Set task A :: Repeat the gold bikini passage word for word, from "I have to be" up to and including "So, there’s that.".
Set task B :: In the gold bikini passage, who designed the gold-mesh halter top?

Supplied text ::
======

And in keeping with the spirit, Zoe Kravitz made sure her wardrobe matched the occasion. In fact, her wardrobe far outshined good ol’ Oscar.

Kravitz showed up to the Vanity Fair after-party donning a gold bikini. Not gold colored, mind you. Real gold. Of the 18-karat variety.

The cost of the skimpy garment came in at a cool $24,000. And it was just a top. No bottom.

According to Hola USA, Elsa Peretti (I don’t know who that is, but I’m name-dropping anyway.) designed the gold-mesh halter top. As the article put it, “the top looks like it is more suited for the beach than for a jewelry vault.”

I have to be honest, I would probably go with vault. I don’t think I would wear a $24,000 top to the beach.  Well, to be clear, I’m a dude, so I don’t generally wear any kind of top to the beach. But just thinking in generalities here, that just sounds like a bad plan. One big wave and woosh – $24,000 washes out the sea. Not to mention the riff-raff that hangs out on most beaches. I would hate to have to worry about my top getting jacked. Of course, if you can afford a $24,000 bikini top, you can probably afford a bodyguard. So, there’s that.

======

Provided data ::
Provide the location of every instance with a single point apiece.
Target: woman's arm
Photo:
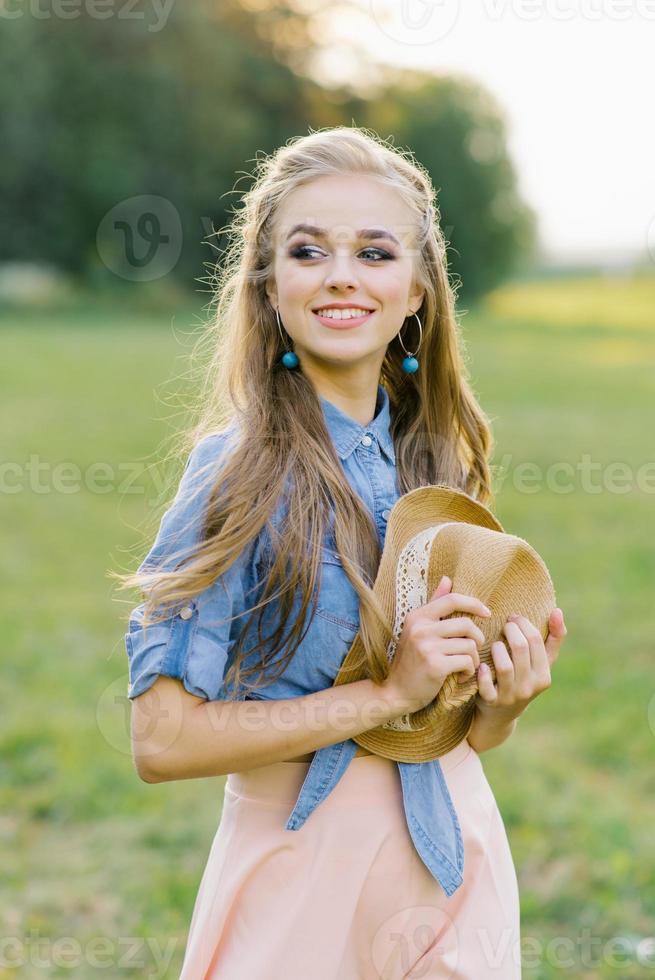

======

Exercise result A ::
I have to be honest, I would probably go with vault. I don’t think I would wear a $24,000 top to the beach.  Well, to be clear, I’m a dude, so I don’t generally wear any kind of top to the beach. But just thinking in generalities here, that just sounds like a bad plan. One big wave and woosh – $24,000 washes out the sea. Not to mention the riff-raff that hangs out on most beaches. I would hate to have to worry about my top getting jacked. Of course, if you can afford a $24,000 bikini top, you can probably afford a bodyguard. So, there’s that.

Exercise result B :: Elsa Peretti